With new hyperscale data center projects popping up across Kentucky over the past year, public meetings have been increasingly full of local residents expressing their concerns, frustration and sometimes vehement opposition about those proposals to elected officials.
Last month, many of those same Kentuckians took their frustrations to the ballot box, voting in local primary races against officials who pushed for data center projects, or for the candidates and officials who stood in their way.
The primary results may reflect polling across the country that shows the public turning dramatically against energy-guzzling data centers and the artificial intelligence services they provide, as a large bipartisan majority says they do not want such a facility in their community.
Not all anti-data center candidates were successful in Kentucky, but the issue was most salient with voters in Oldham County — the first community in the state to block a project last year.
Business owner Rob Houchens was one of the local leaders in the fight against a massive $6 billion data center project on Oldham County farmland — and now appears likely to be the county’s next top elected official.
Many Oldham County residents were outraged over the lack of transparency from the company and county officials, concerned about the potential pollution and increased utility bills that have plagued other communities neighboring data centers around the country. Houchens spoke at public meetings and filed an appeal to block the county’s approval of its permit application.
The company and county officials who supported the project said it would bring a windfall of tax revenue and jobs, but the opponents eventually won out, pushing the county fiscal court to pass a moratorium on all data center applications and causing the company to abandon the project. Houchens said that effort is what first drove him to consider running for county judge-executive.

:: WHAT TO WORK ON ::
1 – In the article on Kentucky data centers, what was the estimated cost of the project proposed on Oldham County farmland?
2 – Carry the article on Kentucky data center politics forward from its last sentence.
The lines that come next were drawn from a separate source than the article.

:: RECORDS SHOWN ::
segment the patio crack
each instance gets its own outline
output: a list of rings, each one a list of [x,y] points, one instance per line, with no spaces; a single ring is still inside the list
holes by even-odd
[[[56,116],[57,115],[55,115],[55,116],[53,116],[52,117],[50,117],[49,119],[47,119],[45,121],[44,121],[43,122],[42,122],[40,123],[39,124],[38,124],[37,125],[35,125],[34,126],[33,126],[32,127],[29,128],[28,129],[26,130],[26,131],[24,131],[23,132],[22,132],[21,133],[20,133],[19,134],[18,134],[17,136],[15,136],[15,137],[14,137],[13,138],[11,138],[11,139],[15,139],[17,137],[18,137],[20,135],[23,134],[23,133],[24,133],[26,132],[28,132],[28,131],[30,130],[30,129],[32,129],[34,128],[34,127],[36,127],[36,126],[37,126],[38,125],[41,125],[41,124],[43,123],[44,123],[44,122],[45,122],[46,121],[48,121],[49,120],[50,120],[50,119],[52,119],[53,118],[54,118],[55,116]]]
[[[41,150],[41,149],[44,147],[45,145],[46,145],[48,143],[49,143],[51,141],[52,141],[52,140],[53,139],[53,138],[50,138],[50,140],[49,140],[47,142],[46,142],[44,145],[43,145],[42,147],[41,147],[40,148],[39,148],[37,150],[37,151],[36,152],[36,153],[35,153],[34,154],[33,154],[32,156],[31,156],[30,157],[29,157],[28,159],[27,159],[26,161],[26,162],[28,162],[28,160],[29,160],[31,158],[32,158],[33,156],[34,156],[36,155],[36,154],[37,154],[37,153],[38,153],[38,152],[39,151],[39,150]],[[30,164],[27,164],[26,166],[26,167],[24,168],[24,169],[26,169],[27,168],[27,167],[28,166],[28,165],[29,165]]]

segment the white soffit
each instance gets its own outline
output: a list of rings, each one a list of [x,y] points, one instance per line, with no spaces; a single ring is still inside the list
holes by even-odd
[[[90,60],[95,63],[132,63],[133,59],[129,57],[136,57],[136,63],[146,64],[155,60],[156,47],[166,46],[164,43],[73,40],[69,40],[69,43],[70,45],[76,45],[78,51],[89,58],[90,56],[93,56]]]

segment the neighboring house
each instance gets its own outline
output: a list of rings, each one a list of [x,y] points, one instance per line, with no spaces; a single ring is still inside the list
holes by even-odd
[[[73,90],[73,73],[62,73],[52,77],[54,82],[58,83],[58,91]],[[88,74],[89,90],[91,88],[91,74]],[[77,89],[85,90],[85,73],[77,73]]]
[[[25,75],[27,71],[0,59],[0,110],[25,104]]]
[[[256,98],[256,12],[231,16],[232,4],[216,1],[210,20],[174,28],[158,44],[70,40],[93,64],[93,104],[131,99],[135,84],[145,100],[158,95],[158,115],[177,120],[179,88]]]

:: PER-TASK ANSWERS ::
1 – $6 billion

2 –
“I felt like we were fighting against the people that were supposed to be representing us,” he said.
Houchens finished first among the four Republicans running in the primary, defeating LaGrange mayor John Black, who was backed by incumbent Judge-Executive David Voegele, and a county magistrate who also supported the data center. He faces an independent candidate in the fall, but is an odds-on favorite to win in the heavily Republican county.
“Data centers came up at every forum,” Houchens said. “Every time when the five candidates were in front of people, data centers came up. So it was definitely an issue that was on the forefront of people's minds.”
The data center issue appeared to have more ramifications down the ballot. The two Oldham County Fiscal Court magistrates who voted against the moratorium last year — and have served there for two decades — faced GOP challengers, with Brent Likins losing and Bob Dye winning by a small margin.
Magistrate Kevin Woosley — whose district included the proposed data center site and who led the moratorium effort — easily won his Republican primary with 82% of the vote. He said voters were frustrated by the lack of transparency from public officials about the project, which factored into local races across the county.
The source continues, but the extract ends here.